▸ **課題の詳細**
リストの先頭の行から始めて「126L244 128L244 133L246」を含む行で終わる範囲を、両端の行も含めて一字一句変えずに抜き出してください。画像は答えに入れないでください。

▸ **提供資料**
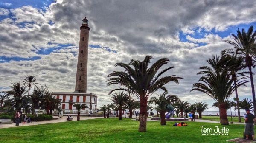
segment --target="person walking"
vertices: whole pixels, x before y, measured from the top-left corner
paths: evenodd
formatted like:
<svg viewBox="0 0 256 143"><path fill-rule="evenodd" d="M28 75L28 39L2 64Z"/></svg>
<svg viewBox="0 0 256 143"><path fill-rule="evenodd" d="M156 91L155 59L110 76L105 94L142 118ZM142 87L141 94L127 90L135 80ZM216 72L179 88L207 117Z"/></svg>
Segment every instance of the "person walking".
<svg viewBox="0 0 256 143"><path fill-rule="evenodd" d="M245 126L244 128L244 133L246 135L246 140L249 140L249 135L250 135L253 138L253 140L255 141L254 139L254 123L255 121L255 117L254 115L250 112L250 110L246 110L246 117L244 122Z"/></svg>

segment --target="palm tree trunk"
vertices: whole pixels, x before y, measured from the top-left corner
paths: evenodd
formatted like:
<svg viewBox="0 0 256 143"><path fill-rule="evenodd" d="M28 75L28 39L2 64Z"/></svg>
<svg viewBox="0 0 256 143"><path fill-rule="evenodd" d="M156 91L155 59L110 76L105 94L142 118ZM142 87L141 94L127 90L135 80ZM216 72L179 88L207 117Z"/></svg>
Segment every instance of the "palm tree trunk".
<svg viewBox="0 0 256 143"><path fill-rule="evenodd" d="M226 111L225 103L219 103L219 107L221 123L222 125L228 125L228 120L227 116L227 111Z"/></svg>
<svg viewBox="0 0 256 143"><path fill-rule="evenodd" d="M132 109L130 109L129 110L129 118L130 119L132 119Z"/></svg>
<svg viewBox="0 0 256 143"><path fill-rule="evenodd" d="M77 113L77 121L80 121L80 112Z"/></svg>
<svg viewBox="0 0 256 143"><path fill-rule="evenodd" d="M160 111L160 118L161 119L161 125L166 125L166 123L165 121L165 114L164 111Z"/></svg>
<svg viewBox="0 0 256 143"><path fill-rule="evenodd" d="M202 112L198 112L198 113L199 114L199 118L202 118Z"/></svg>
<svg viewBox="0 0 256 143"><path fill-rule="evenodd" d="M234 83L235 84L235 87L236 87L236 80L234 81ZM239 107L238 93L237 93L237 89L236 89L236 88L235 92L236 93L236 107L237 108L237 114L238 114L238 121L239 122L241 122L241 117L240 117L240 107Z"/></svg>
<svg viewBox="0 0 256 143"><path fill-rule="evenodd" d="M146 132L147 130L147 99L145 98L141 98L140 99L139 132Z"/></svg>
<svg viewBox="0 0 256 143"><path fill-rule="evenodd" d="M252 67L248 66L248 68L249 68L249 72L250 73L250 79L251 81L251 86L252 87L252 93L253 94L253 109L254 109L254 115L256 115L256 103L255 102L255 92L254 92L254 84L253 84L253 78Z"/></svg>
<svg viewBox="0 0 256 143"><path fill-rule="evenodd" d="M119 108L119 117L118 118L118 119L122 120L122 107Z"/></svg>
<svg viewBox="0 0 256 143"><path fill-rule="evenodd" d="M183 109L180 109L180 118L183 118Z"/></svg>
<svg viewBox="0 0 256 143"><path fill-rule="evenodd" d="M118 110L116 111L116 117L118 117Z"/></svg>

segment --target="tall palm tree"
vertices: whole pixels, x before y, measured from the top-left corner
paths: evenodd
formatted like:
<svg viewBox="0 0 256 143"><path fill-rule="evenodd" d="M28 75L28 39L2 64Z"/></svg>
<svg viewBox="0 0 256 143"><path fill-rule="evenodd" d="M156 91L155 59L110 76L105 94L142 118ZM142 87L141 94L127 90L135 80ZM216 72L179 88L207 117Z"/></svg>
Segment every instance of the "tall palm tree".
<svg viewBox="0 0 256 143"><path fill-rule="evenodd" d="M46 114L52 115L52 110L56 109L59 111L61 109L61 100L57 99L51 95L46 95L42 99L42 109L46 111Z"/></svg>
<svg viewBox="0 0 256 143"><path fill-rule="evenodd" d="M140 132L146 131L147 105L149 97L159 89L167 92L164 87L166 84L171 81L178 84L179 79L183 79L175 75L162 77L161 76L164 73L173 67L159 71L163 65L168 63L169 59L160 59L149 67L150 60L152 58L151 56L146 56L143 61L132 59L128 64L117 63L115 66L123 68L125 71L113 71L108 76L108 79L107 80L108 86L112 84L121 86L111 91L110 94L116 90L126 91L131 90L133 95L140 98Z"/></svg>
<svg viewBox="0 0 256 143"><path fill-rule="evenodd" d="M30 91L30 88L32 86L34 86L35 87L37 87L37 85L40 85L40 84L36 83L37 79L35 79L35 77L32 75L26 75L25 78L23 79L24 81L20 81L23 84L25 85L26 86L29 87L28 95L29 95L29 91Z"/></svg>
<svg viewBox="0 0 256 143"><path fill-rule="evenodd" d="M253 67L254 62L255 62L254 53L256 31L253 32L253 27L252 25L249 28L247 32L245 32L244 28L242 29L241 32L239 29L236 32L236 35L232 34L233 40L225 41L226 42L234 46L234 47L233 48L224 50L224 52L231 55L236 55L242 58L245 67L248 67L252 88L254 115L256 115L256 100L252 71L252 67Z"/></svg>
<svg viewBox="0 0 256 143"><path fill-rule="evenodd" d="M238 80L241 79L245 79L245 77L248 76L246 75L246 74L249 73L249 72L241 71L244 68L245 66L244 64L243 58L241 57L237 57L236 55L230 56L226 54L225 51L222 52L222 54L226 55L226 58L227 58L228 61L227 64L227 67L228 68L228 71L231 74L231 80L234 82L235 86L236 87L236 82ZM247 81L248 82L249 81ZM237 92L237 88L236 88L235 90L236 93L236 109L237 109L237 113L238 114L238 120L239 122L241 122L241 118L240 114L240 108L239 107L239 101L238 98L238 93Z"/></svg>
<svg viewBox="0 0 256 143"><path fill-rule="evenodd" d="M122 120L122 111L123 109L125 103L129 99L129 96L127 94L124 93L123 91L119 94L117 94L116 93L114 93L111 96L112 101L119 107L119 117L118 118L119 120Z"/></svg>
<svg viewBox="0 0 256 143"><path fill-rule="evenodd" d="M220 118L222 125L228 125L225 101L233 93L236 88L244 85L244 81L238 81L235 86L230 80L231 74L225 68L227 59L225 56L212 56L212 59L207 60L211 66L204 66L199 69L202 70L198 75L203 74L199 82L194 84L190 91L197 90L203 92L215 100L220 107Z"/></svg>
<svg viewBox="0 0 256 143"><path fill-rule="evenodd" d="M103 117L104 117L104 118L106 118L106 111L107 111L107 105L102 105L102 107L99 108L100 111L102 111L103 112Z"/></svg>
<svg viewBox="0 0 256 143"><path fill-rule="evenodd" d="M160 113L160 118L161 125L166 125L166 123L165 121L165 112L169 112L170 110L173 109L174 108L170 105L170 101L166 97L166 93L164 93L158 95L157 97L152 97L150 98L149 102L150 103L154 104L157 106L155 108ZM172 108L170 109L172 107Z"/></svg>
<svg viewBox="0 0 256 143"><path fill-rule="evenodd" d="M180 100L178 101L176 101L175 104L180 109L180 117L183 118L183 111L188 106L189 104L189 103L184 101L182 101Z"/></svg>
<svg viewBox="0 0 256 143"><path fill-rule="evenodd" d="M13 96L13 98L10 99L12 107L15 108L16 111L21 110L23 107L22 101L25 100L23 96L26 93L26 87L20 82L14 82L9 87L11 90L6 91L6 95Z"/></svg>
<svg viewBox="0 0 256 143"><path fill-rule="evenodd" d="M202 118L202 112L205 111L205 110L211 108L208 106L209 104L206 103L205 102L198 102L195 103L196 105L197 112L198 112L199 114L199 118Z"/></svg>
<svg viewBox="0 0 256 143"><path fill-rule="evenodd" d="M252 100L250 99L248 101L248 98L243 99L241 101L239 102L239 105L241 107L241 109L246 110L253 110L253 106Z"/></svg>
<svg viewBox="0 0 256 143"><path fill-rule="evenodd" d="M9 99L9 95L3 91L0 92L0 109L3 108L3 102L8 99Z"/></svg>
<svg viewBox="0 0 256 143"><path fill-rule="evenodd" d="M85 103L81 104L80 103L74 103L73 104L73 106L76 107L76 109L77 110L77 120L80 121L80 114L81 109L83 108L89 108L89 107L85 104Z"/></svg>
<svg viewBox="0 0 256 143"><path fill-rule="evenodd" d="M138 107L138 104L140 104L140 102L134 101L134 99L131 99L125 103L125 107L126 109L129 110L129 118L132 118L132 111L134 109L136 109Z"/></svg>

▸ **記述解答**
segment --target="person walking"
vertices: whole pixels, x before y, measured from the top-left corner
paths: evenodd
formatted like:
<svg viewBox="0 0 256 143"><path fill-rule="evenodd" d="M28 75L28 39L2 64Z"/></svg>
<svg viewBox="0 0 256 143"><path fill-rule="evenodd" d="M156 91L155 59L110 76L105 94L142 118ZM142 87L141 94L127 90L135 80ZM216 72L179 88L207 117Z"/></svg>
Segment every instance of the "person walking".
<svg viewBox="0 0 256 143"><path fill-rule="evenodd" d="M245 126L244 128L244 133L246 135L246 140L249 140L249 135L250 135L253 138L253 140L255 141L254 139L254 123L255 121L255 117L254 115L250 112L250 110L246 110L246 117L244 122Z"/></svg>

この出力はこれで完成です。